** Opening Records to use block **

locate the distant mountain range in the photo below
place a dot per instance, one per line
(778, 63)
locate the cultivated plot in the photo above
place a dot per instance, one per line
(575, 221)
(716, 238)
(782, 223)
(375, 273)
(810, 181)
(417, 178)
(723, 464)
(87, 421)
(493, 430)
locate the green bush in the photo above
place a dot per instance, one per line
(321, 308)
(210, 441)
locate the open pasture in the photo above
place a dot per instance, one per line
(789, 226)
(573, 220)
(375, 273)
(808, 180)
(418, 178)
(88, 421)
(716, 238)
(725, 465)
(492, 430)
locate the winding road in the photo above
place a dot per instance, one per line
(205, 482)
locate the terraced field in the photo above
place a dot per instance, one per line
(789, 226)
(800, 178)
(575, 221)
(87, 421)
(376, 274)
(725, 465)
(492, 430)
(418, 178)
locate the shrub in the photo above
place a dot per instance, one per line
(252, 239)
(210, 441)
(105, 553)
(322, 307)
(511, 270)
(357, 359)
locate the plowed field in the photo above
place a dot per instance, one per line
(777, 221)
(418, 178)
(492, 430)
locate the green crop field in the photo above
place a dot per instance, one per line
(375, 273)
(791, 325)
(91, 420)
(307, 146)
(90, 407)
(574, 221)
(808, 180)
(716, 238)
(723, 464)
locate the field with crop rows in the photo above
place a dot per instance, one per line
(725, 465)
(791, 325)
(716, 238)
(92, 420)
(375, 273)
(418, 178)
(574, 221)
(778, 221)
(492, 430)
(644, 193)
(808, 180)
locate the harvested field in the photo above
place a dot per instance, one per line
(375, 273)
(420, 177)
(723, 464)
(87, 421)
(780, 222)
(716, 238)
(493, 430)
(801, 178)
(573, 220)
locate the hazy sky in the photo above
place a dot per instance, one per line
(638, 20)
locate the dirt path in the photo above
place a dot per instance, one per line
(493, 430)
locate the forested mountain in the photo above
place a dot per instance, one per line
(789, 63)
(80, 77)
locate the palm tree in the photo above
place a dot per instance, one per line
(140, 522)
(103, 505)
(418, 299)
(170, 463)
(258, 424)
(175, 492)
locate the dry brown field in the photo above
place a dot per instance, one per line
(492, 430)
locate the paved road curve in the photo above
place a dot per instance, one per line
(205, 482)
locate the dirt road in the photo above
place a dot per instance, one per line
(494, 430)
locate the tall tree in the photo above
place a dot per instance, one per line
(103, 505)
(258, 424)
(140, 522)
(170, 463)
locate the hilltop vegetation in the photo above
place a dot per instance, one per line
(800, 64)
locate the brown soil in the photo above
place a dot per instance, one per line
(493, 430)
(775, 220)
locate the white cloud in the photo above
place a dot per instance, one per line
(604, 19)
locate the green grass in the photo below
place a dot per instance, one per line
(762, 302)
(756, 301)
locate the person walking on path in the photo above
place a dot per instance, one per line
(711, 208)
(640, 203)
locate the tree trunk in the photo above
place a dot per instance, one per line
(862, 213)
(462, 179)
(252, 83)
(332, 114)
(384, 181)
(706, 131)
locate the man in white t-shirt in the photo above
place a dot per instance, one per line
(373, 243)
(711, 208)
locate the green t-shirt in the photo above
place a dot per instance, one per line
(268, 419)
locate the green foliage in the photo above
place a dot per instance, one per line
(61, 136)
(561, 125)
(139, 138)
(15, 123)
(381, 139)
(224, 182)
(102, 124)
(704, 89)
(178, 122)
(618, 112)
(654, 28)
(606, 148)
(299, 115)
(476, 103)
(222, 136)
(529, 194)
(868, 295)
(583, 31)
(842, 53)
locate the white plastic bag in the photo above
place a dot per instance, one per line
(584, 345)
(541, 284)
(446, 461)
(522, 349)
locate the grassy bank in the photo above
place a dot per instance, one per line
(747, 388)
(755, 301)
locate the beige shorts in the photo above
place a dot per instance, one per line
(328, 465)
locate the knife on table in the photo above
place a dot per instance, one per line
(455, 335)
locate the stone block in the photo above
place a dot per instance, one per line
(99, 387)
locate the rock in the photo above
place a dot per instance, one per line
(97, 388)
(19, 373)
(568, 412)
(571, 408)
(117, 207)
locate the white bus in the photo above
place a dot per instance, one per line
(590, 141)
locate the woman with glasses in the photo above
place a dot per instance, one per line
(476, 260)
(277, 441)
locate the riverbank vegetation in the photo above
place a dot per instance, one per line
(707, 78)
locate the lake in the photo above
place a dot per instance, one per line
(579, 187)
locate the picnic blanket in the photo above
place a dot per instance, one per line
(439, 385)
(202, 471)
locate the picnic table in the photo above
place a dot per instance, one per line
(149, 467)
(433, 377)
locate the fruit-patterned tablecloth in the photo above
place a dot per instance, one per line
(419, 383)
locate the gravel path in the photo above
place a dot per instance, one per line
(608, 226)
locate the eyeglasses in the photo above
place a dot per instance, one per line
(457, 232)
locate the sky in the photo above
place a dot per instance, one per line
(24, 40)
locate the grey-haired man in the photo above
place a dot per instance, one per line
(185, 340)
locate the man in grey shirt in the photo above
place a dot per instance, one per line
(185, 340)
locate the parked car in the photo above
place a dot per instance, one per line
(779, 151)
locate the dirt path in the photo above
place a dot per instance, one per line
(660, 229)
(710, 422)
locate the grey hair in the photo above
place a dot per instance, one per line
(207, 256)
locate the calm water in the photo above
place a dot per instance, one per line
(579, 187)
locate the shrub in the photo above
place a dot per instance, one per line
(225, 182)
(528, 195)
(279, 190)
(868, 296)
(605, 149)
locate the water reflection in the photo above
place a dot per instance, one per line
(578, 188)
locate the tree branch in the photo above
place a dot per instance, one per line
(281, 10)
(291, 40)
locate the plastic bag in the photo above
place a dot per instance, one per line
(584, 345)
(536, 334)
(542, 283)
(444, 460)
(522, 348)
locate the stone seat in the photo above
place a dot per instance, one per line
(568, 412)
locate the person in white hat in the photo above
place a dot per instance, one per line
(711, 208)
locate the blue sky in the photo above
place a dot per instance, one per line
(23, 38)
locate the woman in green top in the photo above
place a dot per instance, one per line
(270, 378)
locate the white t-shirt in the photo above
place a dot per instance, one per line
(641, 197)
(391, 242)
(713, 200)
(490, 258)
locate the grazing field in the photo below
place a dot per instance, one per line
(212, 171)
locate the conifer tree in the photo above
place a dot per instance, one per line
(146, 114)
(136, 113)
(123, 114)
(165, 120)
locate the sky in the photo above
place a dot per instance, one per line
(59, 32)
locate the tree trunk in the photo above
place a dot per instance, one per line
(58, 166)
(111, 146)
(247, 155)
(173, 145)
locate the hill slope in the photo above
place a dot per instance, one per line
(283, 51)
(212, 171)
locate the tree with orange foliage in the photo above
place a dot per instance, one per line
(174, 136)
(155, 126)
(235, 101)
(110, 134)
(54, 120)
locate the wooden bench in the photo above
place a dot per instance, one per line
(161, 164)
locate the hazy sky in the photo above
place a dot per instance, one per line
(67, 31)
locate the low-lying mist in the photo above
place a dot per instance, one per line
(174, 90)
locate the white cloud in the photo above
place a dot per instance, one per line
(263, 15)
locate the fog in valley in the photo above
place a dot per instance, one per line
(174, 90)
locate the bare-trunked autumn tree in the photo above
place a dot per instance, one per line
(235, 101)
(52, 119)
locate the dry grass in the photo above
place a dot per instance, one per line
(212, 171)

** Closing Records to use block **

### Exercise objective
All entries should be given again precisely as they appear above.

### Exercise answer
locate the distant mountain range in the photo below
place a dot per instance, one per line
(778, 63)
locate the cultivated plot in the photo above
place a dot per instance, one per line
(575, 221)
(716, 238)
(782, 223)
(375, 273)
(810, 181)
(417, 178)
(723, 464)
(87, 421)
(493, 430)
locate the green bush in the photo above
place a dot per instance, one per line
(321, 308)
(210, 441)
locate the open pasture in the photo above
place a dot per instance, one per line
(789, 226)
(573, 220)
(375, 273)
(808, 180)
(418, 178)
(88, 421)
(716, 238)
(725, 465)
(492, 430)
locate the winding road in the photo above
place a dot per instance, one per line
(205, 482)
locate the terraced field in the photo above
place a dot per instance, one per line
(789, 226)
(800, 178)
(575, 221)
(87, 421)
(376, 274)
(725, 465)
(492, 430)
(418, 178)
locate the shrub in the photo above
place a dot per instance, one per line
(252, 239)
(210, 441)
(105, 553)
(322, 307)
(511, 270)
(357, 359)
locate the plowed field in the photo above
place a dot per instance, one per line
(777, 221)
(418, 178)
(492, 430)
locate the green crop field in the photo above
place a dot per instance, one per line
(375, 273)
(791, 325)
(91, 420)
(307, 146)
(90, 407)
(574, 221)
(808, 180)
(716, 238)
(723, 464)
locate the field with crop rows in the photo above
place a dot per instance, one per line
(725, 465)
(791, 325)
(716, 238)
(92, 420)
(375, 273)
(418, 178)
(574, 221)
(778, 221)
(492, 430)
(644, 193)
(808, 180)
locate the harvested field in the photo above
place a dot per instance, one per line
(375, 273)
(420, 177)
(723, 464)
(87, 421)
(780, 222)
(716, 238)
(493, 430)
(801, 178)
(573, 220)
locate the hazy sky in the photo above
place a dot per instance, one per line
(638, 20)
locate the dirt path in the photo above
place a dot per instance, one per line
(493, 430)
locate the forested mountain in the photo above
place a dot per instance, one per line
(789, 63)
(80, 77)
locate the palm tree in the photo above
place a dot per instance, one per line
(140, 522)
(103, 505)
(418, 299)
(170, 463)
(258, 424)
(175, 492)
locate the dry brown field in the photo above
place a dot per instance, one per line
(492, 430)
locate the paved road curve in the photo above
place a dot per instance, one per line
(205, 482)
locate the dirt road in the photo above
place a dot per instance, one per line
(494, 430)
locate the tall tree in the photo above
place a dot per instance, one per line
(103, 505)
(258, 424)
(140, 522)
(170, 463)
locate the hilltop vegetation in the photo above
place a dot per instance, one per line
(800, 64)
locate the brown soil in the photo above
place a dot per instance, one per line
(493, 430)
(775, 220)
locate the white cloud in the photo above
place a dot per instance, one per line
(604, 19)
locate the green grass in the photo below
place a dot per instance, one per line
(762, 302)
(756, 301)
locate the person walking on path in the photo above
place a dot per instance, one per line
(711, 208)
(640, 203)
locate the tree trunk in the photo above
place a dot per instance, one per line
(862, 213)
(462, 179)
(252, 83)
(332, 114)
(384, 181)
(706, 131)
locate the man in white t-shirt in the photo above
place a dot per instance, one per line
(373, 243)
(711, 208)
locate the green t-shirt in the photo above
place a dot per instance, one per line
(268, 419)
locate the green foliage in the photo above
place a dot per instance, one per line
(61, 136)
(561, 125)
(139, 138)
(15, 123)
(381, 139)
(224, 182)
(102, 124)
(704, 89)
(178, 122)
(618, 112)
(654, 28)
(606, 148)
(299, 115)
(476, 103)
(222, 136)
(529, 194)
(868, 295)
(583, 31)
(842, 53)
locate the white plastic bag in the photo above
place a dot per instance, one per line
(584, 345)
(541, 284)
(446, 461)
(522, 349)
locate the grassy bank in the photo above
place a dot per instance, one per line
(747, 388)
(755, 301)
locate the beige shorts in the photo above
place a dot per instance, one per line
(328, 465)
locate the knife on table in the photo above
place a dot per instance, one per line
(455, 335)
locate the stone block in the photo above
place a dot per instance, one per line
(99, 387)
locate the rock in the photo above
place a dot per instance, one per line
(97, 388)
(19, 373)
(568, 412)
(571, 408)
(117, 207)
locate the white bus in the photo above
place a dot per instance, one per line
(590, 141)
locate the woman with glasses in the photo above
place a dot per instance, one per line
(476, 260)
(277, 441)
locate the riverbank vegetation in the photo above
place a dot per instance, one per line
(707, 78)
locate the lake in the photo above
place a dot per instance, one per line
(579, 187)
locate the picnic blanket in the photo above
place a dot per instance, one per line
(439, 385)
(202, 471)
locate the picnic table in the photo above
place a dot per instance, one per line
(149, 467)
(433, 377)
locate the fruit-patterned tablecloth in the photo above
place a dot per instance, one per line
(419, 383)
locate the gravel path in the photo above
place a dot per instance, one per line
(608, 226)
locate the eyeglasses in the photo above
place a dot per instance, one per line
(457, 232)
locate the sky in the photo above
place a dot per instance, one per line
(24, 40)
locate the grey-haired man in the photo above
place a dot per instance, one per line
(185, 340)
locate the man in grey shirt in the photo above
place a dot per instance, one per line
(185, 340)
locate the parked car in the photo above
place a dot per instance, one per line
(779, 151)
locate the dirt path in the photo above
place a dot per instance, one per line
(660, 229)
(710, 422)
locate the grey hair in the photo above
place a dot per instance, one per line
(207, 256)
locate the calm water in the photo above
place a dot per instance, one per line
(579, 187)
locate the shrub in the photo above
place a dot per instance, one per line
(225, 182)
(528, 195)
(279, 190)
(868, 296)
(605, 149)
locate the water reflection in the photo above
place a dot per instance, one per line
(578, 188)
locate the tree branch in the photo above
place a dot per instance, one per line
(281, 10)
(291, 40)
locate the plastic bag in the photo above
place a dot per instance, one per line
(584, 345)
(536, 334)
(542, 283)
(444, 460)
(522, 348)
locate the stone seat in the photo above
place a dot per instance, one per line
(568, 412)
locate the person in white hat in the photo above
place a dot per instance, one per line
(711, 208)
locate the blue sky in the photo above
place a dot per instance, one per line
(23, 38)
locate the woman in green top in the photo above
place a dot per instance, one per line
(270, 378)
locate the white t-shirt in the photo above
place a dot per instance, one per line
(641, 197)
(391, 242)
(713, 200)
(490, 258)
locate the grazing field in the photo below
place a dot per instance, one per line
(212, 171)
locate the conifer tree in the photo above
place a dot per instance, one per line
(146, 114)
(136, 113)
(123, 114)
(165, 120)
locate the sky in the photo above
place a dot per instance, one per line
(59, 32)
locate the tree trunk in the photo above
place a dot per instance, one per line
(58, 166)
(111, 146)
(247, 155)
(173, 145)
locate the hill slope in the photo above
place a dot per instance, one per line
(283, 51)
(212, 171)
locate the tree with orange foliage in the photo above
place a dot per instance, one per line
(174, 136)
(155, 126)
(235, 101)
(110, 134)
(54, 120)
locate the wooden bench in the photo above
place a dot per instance, one per line
(161, 164)
locate the hazy sky in the photo above
place a dot per instance, one per line
(67, 31)
locate the low-lying mist in the photo above
place a dot per instance, one per line
(174, 90)
locate the white cloud in the photo above
place a dot per instance, one per line
(263, 15)
locate the fog in valley in the photo above
place a dot per instance, one per line
(174, 90)
locate the bare-trunked autumn tree in the photo above
place a dot per instance, one per line
(235, 101)
(52, 119)
locate the dry grass in the photo above
place a dot per instance, one per line
(212, 171)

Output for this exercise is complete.